# [WRITTEN TASK]
Please reproduce each of the records below word for word, leaving out the pictures.

=== MATERIAL TO PROCESS ===

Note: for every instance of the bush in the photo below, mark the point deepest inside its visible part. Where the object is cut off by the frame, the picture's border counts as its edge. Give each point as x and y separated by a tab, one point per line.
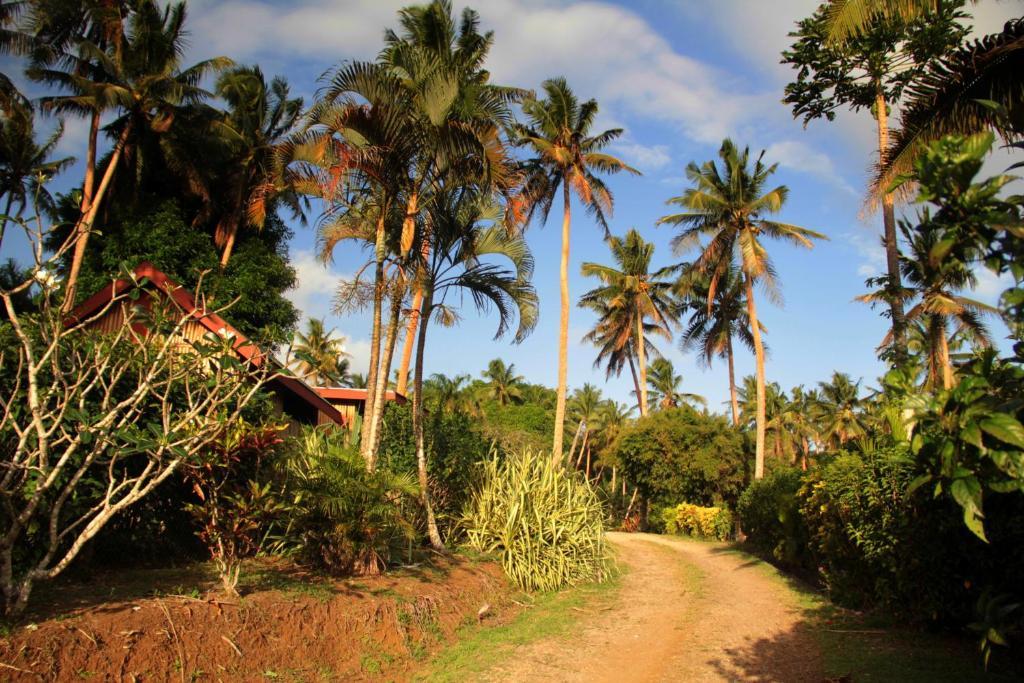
681	455
344	519
769	515
546	522
697	521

===

# [WRITTEN RESPONSE]
Note: for every instance of the bush in the photo below, mark the point deepest inside its visible part. Where the object is cut off by the frame, the picture's border counts as its edge. Give each point as x and y separated by a tab, one point per line.
681	455
344	519
769	515
546	522
697	521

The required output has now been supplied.